Items from a dataset:

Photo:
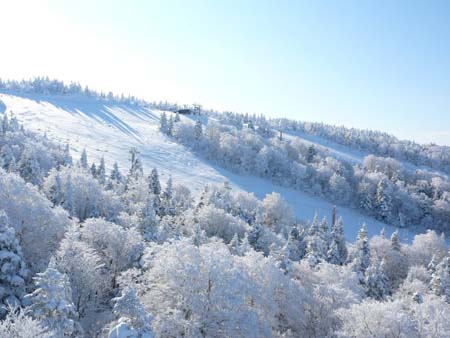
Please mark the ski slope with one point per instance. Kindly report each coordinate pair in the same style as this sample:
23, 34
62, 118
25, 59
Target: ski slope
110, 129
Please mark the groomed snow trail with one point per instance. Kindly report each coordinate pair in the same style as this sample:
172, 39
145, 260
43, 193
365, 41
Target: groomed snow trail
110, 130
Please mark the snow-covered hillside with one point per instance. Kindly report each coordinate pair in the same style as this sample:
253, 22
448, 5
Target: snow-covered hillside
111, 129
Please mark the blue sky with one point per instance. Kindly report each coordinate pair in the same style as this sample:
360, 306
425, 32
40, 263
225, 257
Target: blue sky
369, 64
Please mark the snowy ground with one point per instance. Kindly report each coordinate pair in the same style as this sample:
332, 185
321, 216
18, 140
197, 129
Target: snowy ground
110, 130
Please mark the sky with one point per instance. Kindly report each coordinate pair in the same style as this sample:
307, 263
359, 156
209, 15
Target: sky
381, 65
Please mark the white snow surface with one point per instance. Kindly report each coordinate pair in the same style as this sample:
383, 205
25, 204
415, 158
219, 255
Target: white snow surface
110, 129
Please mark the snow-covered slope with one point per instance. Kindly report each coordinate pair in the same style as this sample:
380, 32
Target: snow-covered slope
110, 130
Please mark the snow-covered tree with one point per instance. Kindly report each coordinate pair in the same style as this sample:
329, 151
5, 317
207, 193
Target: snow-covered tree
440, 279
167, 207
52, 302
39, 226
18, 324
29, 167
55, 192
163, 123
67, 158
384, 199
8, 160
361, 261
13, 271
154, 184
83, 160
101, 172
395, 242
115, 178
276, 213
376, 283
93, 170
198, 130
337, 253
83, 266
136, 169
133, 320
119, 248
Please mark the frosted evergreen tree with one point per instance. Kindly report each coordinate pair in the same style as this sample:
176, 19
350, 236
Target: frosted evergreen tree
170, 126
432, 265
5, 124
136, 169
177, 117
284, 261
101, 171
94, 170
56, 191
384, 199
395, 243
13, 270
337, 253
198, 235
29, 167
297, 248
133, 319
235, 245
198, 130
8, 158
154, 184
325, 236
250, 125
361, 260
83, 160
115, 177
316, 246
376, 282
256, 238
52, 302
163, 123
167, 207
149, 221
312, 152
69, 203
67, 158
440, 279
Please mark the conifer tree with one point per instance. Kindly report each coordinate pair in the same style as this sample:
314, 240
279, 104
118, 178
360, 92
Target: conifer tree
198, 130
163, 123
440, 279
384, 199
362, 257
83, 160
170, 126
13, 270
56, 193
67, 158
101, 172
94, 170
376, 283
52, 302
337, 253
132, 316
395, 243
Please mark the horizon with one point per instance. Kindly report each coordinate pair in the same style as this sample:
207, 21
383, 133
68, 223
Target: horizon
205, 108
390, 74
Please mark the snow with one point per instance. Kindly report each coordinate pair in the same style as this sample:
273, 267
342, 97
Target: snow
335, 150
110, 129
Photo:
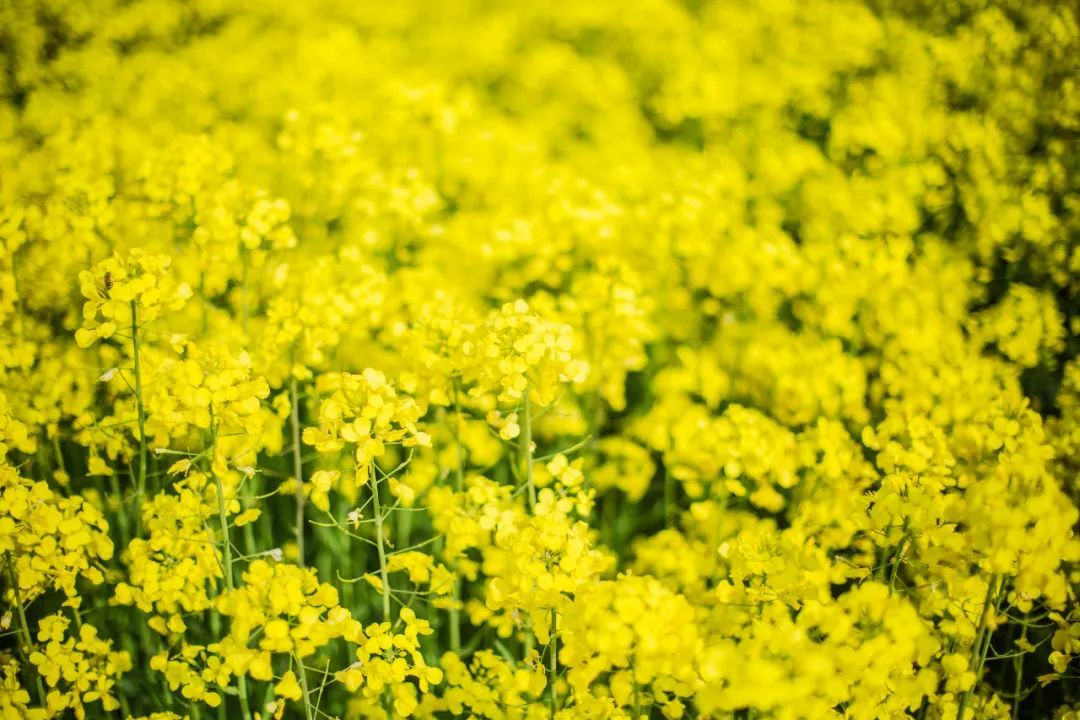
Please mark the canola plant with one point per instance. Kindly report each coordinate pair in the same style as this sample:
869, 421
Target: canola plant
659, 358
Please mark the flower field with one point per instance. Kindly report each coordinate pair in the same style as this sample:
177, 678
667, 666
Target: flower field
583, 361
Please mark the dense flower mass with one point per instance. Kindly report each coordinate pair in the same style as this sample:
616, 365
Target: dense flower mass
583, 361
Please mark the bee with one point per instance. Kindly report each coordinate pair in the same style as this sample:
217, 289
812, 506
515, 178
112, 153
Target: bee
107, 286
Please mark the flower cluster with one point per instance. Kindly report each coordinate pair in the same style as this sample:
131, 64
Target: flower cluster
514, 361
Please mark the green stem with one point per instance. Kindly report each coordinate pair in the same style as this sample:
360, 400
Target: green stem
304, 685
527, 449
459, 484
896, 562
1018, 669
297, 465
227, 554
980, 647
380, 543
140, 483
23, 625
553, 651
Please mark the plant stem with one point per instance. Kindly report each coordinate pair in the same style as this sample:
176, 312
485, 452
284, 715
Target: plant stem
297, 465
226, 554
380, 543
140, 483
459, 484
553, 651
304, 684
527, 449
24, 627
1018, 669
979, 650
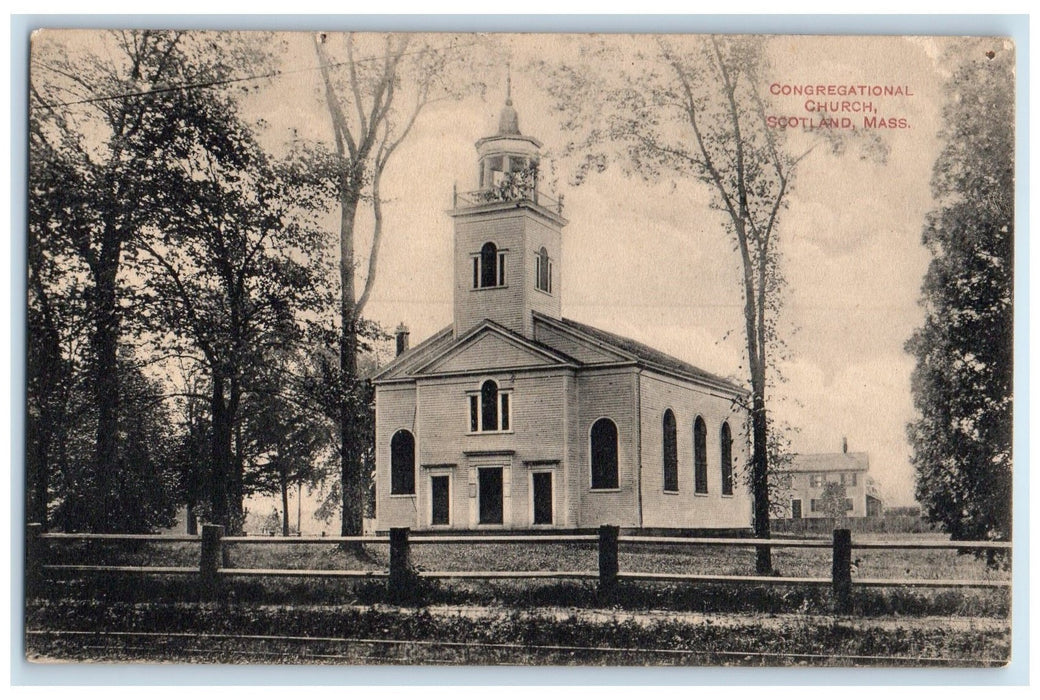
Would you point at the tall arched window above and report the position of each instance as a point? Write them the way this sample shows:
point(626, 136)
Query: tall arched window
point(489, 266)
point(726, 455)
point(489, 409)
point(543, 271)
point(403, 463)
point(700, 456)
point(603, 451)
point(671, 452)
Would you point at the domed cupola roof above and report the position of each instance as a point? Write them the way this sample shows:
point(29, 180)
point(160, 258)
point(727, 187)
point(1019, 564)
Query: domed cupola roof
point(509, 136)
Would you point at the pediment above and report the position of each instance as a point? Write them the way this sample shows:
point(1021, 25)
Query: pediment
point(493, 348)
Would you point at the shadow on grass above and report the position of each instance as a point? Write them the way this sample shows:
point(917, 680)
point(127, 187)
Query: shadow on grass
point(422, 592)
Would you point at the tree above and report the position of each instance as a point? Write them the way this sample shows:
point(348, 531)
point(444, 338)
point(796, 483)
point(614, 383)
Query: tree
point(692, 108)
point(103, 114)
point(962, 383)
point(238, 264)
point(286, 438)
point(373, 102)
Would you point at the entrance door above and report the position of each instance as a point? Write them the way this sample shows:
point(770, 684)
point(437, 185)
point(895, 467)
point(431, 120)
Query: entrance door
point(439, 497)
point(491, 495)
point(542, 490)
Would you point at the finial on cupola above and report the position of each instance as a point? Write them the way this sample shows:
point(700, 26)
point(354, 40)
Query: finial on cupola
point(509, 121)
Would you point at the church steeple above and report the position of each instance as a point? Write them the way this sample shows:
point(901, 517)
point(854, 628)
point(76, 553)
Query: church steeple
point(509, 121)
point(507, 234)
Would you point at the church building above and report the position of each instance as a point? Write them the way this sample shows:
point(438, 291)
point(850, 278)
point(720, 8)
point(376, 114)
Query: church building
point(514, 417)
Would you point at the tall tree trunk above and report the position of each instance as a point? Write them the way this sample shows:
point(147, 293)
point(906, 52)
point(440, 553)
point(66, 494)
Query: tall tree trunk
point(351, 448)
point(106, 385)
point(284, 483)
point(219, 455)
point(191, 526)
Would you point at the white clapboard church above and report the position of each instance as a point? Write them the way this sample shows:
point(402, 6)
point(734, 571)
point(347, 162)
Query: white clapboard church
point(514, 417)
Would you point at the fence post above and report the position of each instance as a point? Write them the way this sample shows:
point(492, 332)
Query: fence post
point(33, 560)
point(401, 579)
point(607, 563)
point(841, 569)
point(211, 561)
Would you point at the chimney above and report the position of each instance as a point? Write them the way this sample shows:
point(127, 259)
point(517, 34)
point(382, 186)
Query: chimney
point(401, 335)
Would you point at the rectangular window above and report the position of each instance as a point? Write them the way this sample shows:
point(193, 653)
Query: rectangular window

### Directions
Treat the line with "Please mark the bee" as the start and the line with "point(29, 180)" as the end, and return exactly that span of the data above, both ends included, without pictures.

### Answer to this problem
Please mark the bee with one point per instance. Kindly report each coordinate pair in the same style as this sample:
217, 289
812, 506
515, 178
112, 153
Target: bee
107, 286
Please mark the flower cluster with one point per instance. Kindly report each coordinate pair in the same style as this sample:
131, 64
Target: flower cluster
514, 361
Please mark the green stem with one point per instance. Kindly report each coordinate pair in the same style as this sample:
360, 400
Target: green stem
304, 685
527, 449
459, 484
896, 562
1018, 669
297, 465
227, 554
980, 647
380, 543
140, 483
23, 625
553, 651
Please mark the plant stem with one point per instance. Kindly report each coordinate pair in the same style as this sample:
176, 312
485, 452
284, 715
Target: plant stem
297, 465
226, 554
380, 543
140, 483
459, 484
553, 651
304, 684
527, 449
24, 627
1018, 669
979, 650
Would you point at the tall arched window above and report the position of each instance as a point? Write them the way this sample shows:
point(626, 136)
Query: tall arched window
point(489, 266)
point(726, 455)
point(489, 409)
point(543, 271)
point(403, 463)
point(700, 456)
point(603, 451)
point(671, 452)
Would you point at the domed cupola roof above and report the position of each instance as a point? Write them the way this sample shows:
point(29, 180)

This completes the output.